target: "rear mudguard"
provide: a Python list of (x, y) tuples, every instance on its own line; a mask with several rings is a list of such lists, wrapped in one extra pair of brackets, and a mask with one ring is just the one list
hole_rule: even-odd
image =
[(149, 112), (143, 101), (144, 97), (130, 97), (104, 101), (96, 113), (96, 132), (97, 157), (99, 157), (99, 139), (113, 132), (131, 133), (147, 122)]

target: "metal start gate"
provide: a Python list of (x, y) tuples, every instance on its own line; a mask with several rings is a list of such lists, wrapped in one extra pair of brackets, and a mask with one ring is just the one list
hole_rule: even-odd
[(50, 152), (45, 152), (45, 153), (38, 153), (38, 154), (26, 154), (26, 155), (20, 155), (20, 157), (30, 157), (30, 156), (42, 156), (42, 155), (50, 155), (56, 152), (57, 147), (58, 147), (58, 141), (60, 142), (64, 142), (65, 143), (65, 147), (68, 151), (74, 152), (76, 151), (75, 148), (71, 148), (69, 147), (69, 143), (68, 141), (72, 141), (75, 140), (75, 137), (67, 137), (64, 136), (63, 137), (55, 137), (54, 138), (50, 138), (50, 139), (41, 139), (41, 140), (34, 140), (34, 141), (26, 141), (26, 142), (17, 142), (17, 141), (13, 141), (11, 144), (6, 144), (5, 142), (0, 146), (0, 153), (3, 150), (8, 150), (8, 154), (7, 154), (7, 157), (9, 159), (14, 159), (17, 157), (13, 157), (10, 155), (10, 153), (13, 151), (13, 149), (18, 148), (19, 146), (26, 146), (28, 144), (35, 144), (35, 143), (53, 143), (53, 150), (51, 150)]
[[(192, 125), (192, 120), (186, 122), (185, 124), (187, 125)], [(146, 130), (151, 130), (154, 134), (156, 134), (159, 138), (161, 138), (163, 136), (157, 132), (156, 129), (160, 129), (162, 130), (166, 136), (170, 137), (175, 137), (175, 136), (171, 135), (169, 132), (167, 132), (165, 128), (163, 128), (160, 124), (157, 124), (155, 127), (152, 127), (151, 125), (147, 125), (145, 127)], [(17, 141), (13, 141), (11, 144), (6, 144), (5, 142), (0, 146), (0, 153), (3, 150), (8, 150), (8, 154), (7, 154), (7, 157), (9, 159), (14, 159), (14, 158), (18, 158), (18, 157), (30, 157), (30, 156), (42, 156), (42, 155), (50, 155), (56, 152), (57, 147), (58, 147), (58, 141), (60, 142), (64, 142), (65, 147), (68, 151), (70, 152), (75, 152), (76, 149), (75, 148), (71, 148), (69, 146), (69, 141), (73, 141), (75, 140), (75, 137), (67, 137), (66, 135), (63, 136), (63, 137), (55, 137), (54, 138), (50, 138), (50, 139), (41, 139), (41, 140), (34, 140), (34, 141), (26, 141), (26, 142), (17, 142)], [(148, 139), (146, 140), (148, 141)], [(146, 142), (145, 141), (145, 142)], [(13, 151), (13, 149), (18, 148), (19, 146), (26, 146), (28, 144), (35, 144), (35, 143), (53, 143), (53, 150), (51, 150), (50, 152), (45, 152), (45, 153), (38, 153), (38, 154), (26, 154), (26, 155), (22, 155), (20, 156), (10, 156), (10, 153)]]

— Exercise —
Revise the listing above so that every "extra pair of brackets" reads "outer pair of brackets", leaving all other text unchanged.

— Output for this exercise —
target: "rear mudguard"
provide: a Python list of (x, y) tuples, every instance on its own line; a mask with several rings is a list of such lists, wrapped in one outer pair of brackets, and a mask with one ring is just the one list
hole_rule: even-odd
image =
[(149, 112), (143, 101), (144, 97), (130, 97), (104, 101), (96, 113), (96, 132), (97, 157), (99, 157), (99, 139), (113, 132), (131, 133), (147, 122)]

target: "metal start gate"
provide: a Python list of (x, y) tuples, every instance on its own line; a mask with several rings is a list of such lists, wrapped in one outer pair of brackets, and a mask with one ring is just the one list
hole_rule: even-odd
[(50, 152), (45, 152), (45, 153), (38, 153), (38, 154), (26, 154), (26, 155), (20, 155), (20, 157), (30, 157), (30, 156), (42, 156), (42, 155), (50, 155), (56, 152), (57, 147), (58, 147), (58, 141), (60, 142), (64, 142), (65, 143), (65, 147), (68, 151), (74, 152), (76, 151), (75, 148), (71, 148), (69, 147), (69, 143), (68, 141), (72, 141), (75, 140), (75, 137), (67, 137), (64, 136), (63, 137), (55, 137), (54, 138), (50, 138), (50, 139), (41, 139), (41, 140), (34, 140), (34, 141), (26, 141), (26, 142), (17, 142), (17, 141), (13, 141), (11, 144), (6, 144), (5, 142), (0, 146), (0, 153), (3, 150), (8, 150), (8, 154), (7, 154), (7, 157), (9, 159), (14, 159), (17, 157), (13, 157), (10, 155), (10, 153), (13, 151), (13, 149), (18, 148), (19, 146), (26, 146), (28, 144), (35, 144), (35, 143), (53, 143), (53, 150), (51, 150)]
[[(192, 125), (192, 120), (186, 122), (185, 124), (187, 125)], [(146, 130), (151, 130), (154, 134), (156, 134), (159, 138), (161, 138), (163, 136), (157, 132), (156, 129), (160, 129), (162, 130), (166, 136), (170, 137), (175, 137), (175, 136), (171, 135), (169, 132), (167, 132), (165, 128), (163, 128), (160, 124), (157, 124), (155, 127), (152, 127), (151, 125), (147, 125), (145, 127)], [(17, 141), (13, 141), (11, 144), (6, 144), (5, 142), (0, 146), (0, 153), (3, 150), (8, 150), (8, 154), (7, 154), (7, 157), (9, 159), (14, 159), (14, 158), (18, 158), (18, 157), (30, 157), (30, 156), (42, 156), (42, 155), (50, 155), (56, 152), (57, 147), (58, 147), (58, 141), (60, 142), (64, 142), (65, 147), (68, 151), (70, 152), (75, 152), (76, 149), (75, 148), (71, 148), (69, 146), (69, 141), (73, 141), (75, 140), (75, 137), (67, 137), (66, 135), (63, 136), (63, 137), (55, 137), (54, 138), (50, 138), (50, 139), (41, 139), (41, 140), (34, 140), (34, 141), (26, 141), (26, 142), (17, 142)], [(148, 139), (146, 140), (148, 141)], [(146, 142), (145, 141), (145, 142)], [(13, 151), (13, 149), (18, 148), (19, 146), (26, 146), (28, 144), (35, 144), (35, 143), (53, 143), (53, 150), (51, 150), (50, 152), (45, 152), (45, 153), (38, 153), (38, 154), (26, 154), (26, 155), (22, 155), (20, 156), (10, 156), (10, 153)]]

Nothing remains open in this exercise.